Work request → The entries below should be copied exactly and completely.
* * * * * * * * *
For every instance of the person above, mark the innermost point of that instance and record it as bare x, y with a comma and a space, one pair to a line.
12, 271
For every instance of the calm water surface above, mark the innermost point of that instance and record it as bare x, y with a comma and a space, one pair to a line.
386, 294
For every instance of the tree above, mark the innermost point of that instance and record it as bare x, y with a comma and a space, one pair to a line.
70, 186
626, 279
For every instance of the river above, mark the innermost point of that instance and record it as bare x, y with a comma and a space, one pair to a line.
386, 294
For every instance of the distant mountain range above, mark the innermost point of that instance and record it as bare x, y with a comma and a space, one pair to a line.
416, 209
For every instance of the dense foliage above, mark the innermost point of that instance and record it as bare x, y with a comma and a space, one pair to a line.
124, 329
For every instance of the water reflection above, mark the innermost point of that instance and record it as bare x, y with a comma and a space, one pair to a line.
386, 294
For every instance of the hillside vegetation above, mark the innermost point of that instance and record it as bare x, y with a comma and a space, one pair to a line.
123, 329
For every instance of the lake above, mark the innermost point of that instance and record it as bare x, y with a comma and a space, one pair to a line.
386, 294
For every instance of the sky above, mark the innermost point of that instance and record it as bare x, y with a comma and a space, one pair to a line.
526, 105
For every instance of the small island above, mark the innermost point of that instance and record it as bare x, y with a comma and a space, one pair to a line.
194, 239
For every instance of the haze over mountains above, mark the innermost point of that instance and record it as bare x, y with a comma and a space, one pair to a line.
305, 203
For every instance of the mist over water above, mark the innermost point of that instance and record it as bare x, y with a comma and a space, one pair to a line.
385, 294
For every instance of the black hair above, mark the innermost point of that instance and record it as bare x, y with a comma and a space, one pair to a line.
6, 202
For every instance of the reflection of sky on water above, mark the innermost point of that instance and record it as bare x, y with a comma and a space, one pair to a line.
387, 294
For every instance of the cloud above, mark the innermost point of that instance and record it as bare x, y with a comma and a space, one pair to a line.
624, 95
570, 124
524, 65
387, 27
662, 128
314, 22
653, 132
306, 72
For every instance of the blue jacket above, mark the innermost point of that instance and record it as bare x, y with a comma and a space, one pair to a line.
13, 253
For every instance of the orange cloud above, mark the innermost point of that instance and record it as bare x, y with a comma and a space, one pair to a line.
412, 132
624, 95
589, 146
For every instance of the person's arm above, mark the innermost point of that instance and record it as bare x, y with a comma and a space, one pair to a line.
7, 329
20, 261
* * * * * * * * *
Response area →
For every instance of the person above, mark the innermost point of that instance and record it as bare x, y with a comma and a space, one pair to a line.
12, 271
For every instance of the calm water surface above, mark the innermost point of that instance and record it as bare x, y with a comma and a space, one pair to a line.
386, 294
For every instance of the tree above, mark the innermost point of that instance and record it as bare x, y with a comma and a space, one pair to a line.
70, 186
626, 279
For every instance of the river above, mark the innermost point of that instance and record it as bare x, y with a comma and a space, one pair to a line.
386, 294
For every instance of the distant mountain range above, mark the innermost point of that instance and record it as bare x, y with a comma and a space, one pair to a line.
416, 209
For every instance of the dense foliage above, mark the innermost point of that instance and record it as bare x, y with a comma and a space, one pair to a line.
124, 329
For every instance of the water reflection above, mark the innermost point of that instance and record it as bare x, y with a comma and a space, one pair to a line.
386, 294
For every instance of the hillside vegetation above, mark the innermost point of that instance and record it as bare x, y with a comma and a space, one pair to a line.
123, 329
For every instance of the lake above, mark the innermost point of that instance and record it as bare x, y with a comma and a space, one pair to a line.
386, 294
For every instance of the sky above, mark the innermost point of that instance and record it as bare x, y with a comma and a space, one pair to a line.
526, 105
For every instance of the small island above, mark the innermost point of that instance and record it as bare x, y with a comma and a space, one pair to a line.
194, 239
For every instance of the haze over mountains above, mark the innermost point of that instance and record it as bare x, y with a comma and a space, one pair to a line.
305, 203
For every instance of the mist over water above, mark the innermost point of that instance and record it as bare x, y with a comma and a space, one pair to a line.
385, 294
For every instance of the black hair above, mark the innermost point of that instance and record it as bare x, y with a comma and a space, one pair to a line.
6, 202
For every instance of the reflection of sky on water above, mark the innermost point of that instance and record it as bare x, y with a comma and a space, one pair to a line.
387, 294
For every instance of the cloud above, mark the innermost point of that instance and record it as bare x, y with a comma and a space, one pair to a line.
624, 95
570, 124
524, 65
387, 27
662, 128
314, 22
653, 132
306, 72
For every instance of the blue jacket above, mark the innermost point of that instance and record it as bare x, y with a comma and a space, one pair to a line.
13, 253
For every instance of the orange cloud above, mark the innermost point of that instance and record it as bare x, y with a comma and a space, one pair to a line.
412, 132
624, 95
589, 146
For every instance of the person's arm above, mark the innermost point of that instance and record it as bare x, y with a comma and a space, one pair to a line.
7, 329
20, 261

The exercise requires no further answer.